# [Explore the material]
a) Answer these questions using the news article about Solidarity and private school closures:
(i) On what date, according to Motshekga's announcement, would public school pupils be back in the classroom?
(ii) Who in Solidarity informed Motshekga in the letter that she lacked the powers to compel independent schools to remain closed?
(iii) By what time and date does Solidarity insist the government amend the directives and publish them in the Government Gazette?
b) Continue the news article about Solidarity and private school closures, starting after its final sentence.

Solidarity challenges Motshekga’s authority to keep private schools closed

According to Solidarity, the department has no say on when these schools may open or close.

Trade union Solidarity has sent a lawyer’s letter to the Department of Basic Education, questioning it’s directive on the opening of private schools.

According to Solidarity, the department has no say on when these schools may open or close.

On Friday, Basic Education Minister Angie Motshekga announced that pupils at public schools would be back in the classroom on 15 February. Private schools would be allowed to open two weeks earlier, from 1 February.

Motshekga said that private schools must delay reopening for two weeks, but that officials could access school premises during the period of closure if required.

Solidarity chief executive Dirk Hermann in the letter, sent on Saturday, informed Motshekga that she did not have the powers to compel independent schools to remain closed. These powers instead lie with Cooperative Governance Minsiter Nkosasana Dlamini-Zuma, Solidarity asserts.

The organisation argues that the issuing of such directives by the Department of Basic Education is invalid and insists that the government amend the directives and publish them in Government Gazette by no later than 16:00 on 25 January.

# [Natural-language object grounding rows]
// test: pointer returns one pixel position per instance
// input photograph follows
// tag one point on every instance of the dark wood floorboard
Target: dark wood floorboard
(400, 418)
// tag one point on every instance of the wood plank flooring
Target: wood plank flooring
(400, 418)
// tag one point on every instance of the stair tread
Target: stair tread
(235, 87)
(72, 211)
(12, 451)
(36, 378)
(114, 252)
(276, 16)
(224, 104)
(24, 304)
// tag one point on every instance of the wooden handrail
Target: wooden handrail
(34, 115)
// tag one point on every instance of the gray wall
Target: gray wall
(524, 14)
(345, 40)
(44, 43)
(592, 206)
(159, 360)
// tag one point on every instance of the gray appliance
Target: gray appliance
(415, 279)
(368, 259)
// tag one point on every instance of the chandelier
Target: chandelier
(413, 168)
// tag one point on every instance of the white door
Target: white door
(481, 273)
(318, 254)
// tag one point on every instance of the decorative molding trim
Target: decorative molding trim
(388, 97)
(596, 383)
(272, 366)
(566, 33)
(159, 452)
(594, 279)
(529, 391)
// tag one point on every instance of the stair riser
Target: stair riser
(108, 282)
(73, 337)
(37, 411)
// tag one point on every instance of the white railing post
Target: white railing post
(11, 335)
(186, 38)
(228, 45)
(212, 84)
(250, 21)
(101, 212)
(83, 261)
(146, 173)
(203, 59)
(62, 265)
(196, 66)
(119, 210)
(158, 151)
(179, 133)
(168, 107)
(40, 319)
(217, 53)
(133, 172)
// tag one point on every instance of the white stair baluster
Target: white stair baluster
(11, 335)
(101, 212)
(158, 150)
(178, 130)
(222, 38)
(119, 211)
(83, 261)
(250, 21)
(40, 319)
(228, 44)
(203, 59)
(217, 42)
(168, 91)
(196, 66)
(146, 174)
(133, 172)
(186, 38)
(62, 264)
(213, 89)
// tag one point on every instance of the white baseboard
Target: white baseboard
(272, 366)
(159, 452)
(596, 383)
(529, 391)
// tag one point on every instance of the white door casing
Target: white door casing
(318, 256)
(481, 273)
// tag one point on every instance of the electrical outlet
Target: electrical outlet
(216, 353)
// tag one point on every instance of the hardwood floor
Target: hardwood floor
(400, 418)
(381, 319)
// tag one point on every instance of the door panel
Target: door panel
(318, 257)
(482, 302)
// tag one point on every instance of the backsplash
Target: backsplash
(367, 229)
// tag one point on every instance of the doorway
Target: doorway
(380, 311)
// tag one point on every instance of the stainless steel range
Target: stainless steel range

# [List of answers]
a)
(i) 15 February
(ii) Dirk Hermann, Solidarity's chief executive
(iii) No later than 16:00 on 25 January

b)
“The minister is acting outside the powers conferred on her. Announcing now that independent schools must wait another week before they may reopen, or that those that have already opened have to close again, is unlawful. A pandemic does not justify wrongful decisions,” Hermann contends.


Department spokesperson Elijah Mhlanga said in response: “The legal team is looking into the matter. The Department will announce the next course of action at right time.”

Solidarity further argues that that opening of schools has little impact on the Covid-19 infection rate, based on research and recommendations from experts, including the United Nations’ Children’s Fund (Unicef).

“Independent schools have unique circumstances which have to be considered, and in many cases those are smaller schools. Unlike public schools, their teachers are not paid by the state. A postponement of the school year exposes this group to a great extent. Most of them are in a position to strictly adhere to Covid-19-protocols and such measures are already in place.”